• _Problem to work on_: Copy the listing below with each occurrence of "positive clicks" changed to "foreground clicks", keeping everything else the same.

• _Provided records_:
··········

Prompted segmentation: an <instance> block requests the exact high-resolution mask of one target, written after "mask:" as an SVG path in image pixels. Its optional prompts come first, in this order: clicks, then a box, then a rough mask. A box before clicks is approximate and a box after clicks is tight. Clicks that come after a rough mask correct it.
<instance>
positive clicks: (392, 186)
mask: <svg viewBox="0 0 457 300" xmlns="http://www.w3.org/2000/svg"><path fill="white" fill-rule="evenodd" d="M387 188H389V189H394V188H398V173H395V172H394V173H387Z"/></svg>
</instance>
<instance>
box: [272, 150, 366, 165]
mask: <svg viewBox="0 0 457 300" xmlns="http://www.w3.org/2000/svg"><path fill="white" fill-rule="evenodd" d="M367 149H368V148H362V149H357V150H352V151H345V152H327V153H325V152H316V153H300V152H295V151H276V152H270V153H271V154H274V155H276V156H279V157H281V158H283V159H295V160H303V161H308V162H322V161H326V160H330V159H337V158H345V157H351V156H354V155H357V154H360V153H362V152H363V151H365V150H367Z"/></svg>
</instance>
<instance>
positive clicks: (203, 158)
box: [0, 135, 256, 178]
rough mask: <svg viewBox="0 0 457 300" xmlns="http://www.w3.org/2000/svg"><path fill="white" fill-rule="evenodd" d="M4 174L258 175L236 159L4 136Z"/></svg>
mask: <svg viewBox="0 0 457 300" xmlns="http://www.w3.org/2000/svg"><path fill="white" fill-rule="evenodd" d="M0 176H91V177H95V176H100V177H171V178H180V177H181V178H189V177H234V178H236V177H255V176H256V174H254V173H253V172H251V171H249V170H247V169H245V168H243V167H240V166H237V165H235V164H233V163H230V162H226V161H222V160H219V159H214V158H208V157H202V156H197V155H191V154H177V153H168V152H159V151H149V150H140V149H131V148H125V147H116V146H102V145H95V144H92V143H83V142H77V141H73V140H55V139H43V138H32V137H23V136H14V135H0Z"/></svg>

··········

• _Response to this task_:
Prompted segmentation: an <instance> block requests the exact high-resolution mask of one target, written after "mask:" as an SVG path in image pixels. Its optional prompts come first, in this order: clicks, then a box, then a rough mask. A box before clicks is approximate and a box after clicks is tight. Clicks that come after a rough mask correct it.
<instance>
foreground clicks: (392, 186)
mask: <svg viewBox="0 0 457 300" xmlns="http://www.w3.org/2000/svg"><path fill="white" fill-rule="evenodd" d="M387 188H389V189H394V188H398V173H395V172H394V173H387Z"/></svg>
</instance>
<instance>
box: [272, 150, 366, 165]
mask: <svg viewBox="0 0 457 300" xmlns="http://www.w3.org/2000/svg"><path fill="white" fill-rule="evenodd" d="M367 149H368V148H362V149H357V150H352V151H345V152H327V153H325V152H316V153H300V152H295V151H276V152H270V153H271V154H274V155H276V156H279V157H281V158H283V159H295V160H303V161H308V162H322V161H326V160H330V159H337V158H345V157H351V156H354V155H357V154H360V153H362V152H363V151H365V150H367Z"/></svg>
</instance>
<instance>
foreground clicks: (203, 158)
box: [0, 135, 256, 178]
rough mask: <svg viewBox="0 0 457 300" xmlns="http://www.w3.org/2000/svg"><path fill="white" fill-rule="evenodd" d="M4 174L258 175L236 159L4 136Z"/></svg>
mask: <svg viewBox="0 0 457 300" xmlns="http://www.w3.org/2000/svg"><path fill="white" fill-rule="evenodd" d="M0 176H91V177H95V176H100V177H171V178H180V177H181V178H189V177H234V178H236V177H255V176H256V174H254V173H253V172H251V171H249V170H247V169H245V168H243V167H240V166H237V165H235V164H233V163H230V162H226V161H222V160H219V159H214V158H208V157H202V156H197V155H191V154H177V153H168V152H159V151H149V150H140V149H131V148H125V147H116V146H102V145H95V144H92V143H83V142H77V141H73V140H55V139H43V138H32V137H23V136H14V135H0Z"/></svg>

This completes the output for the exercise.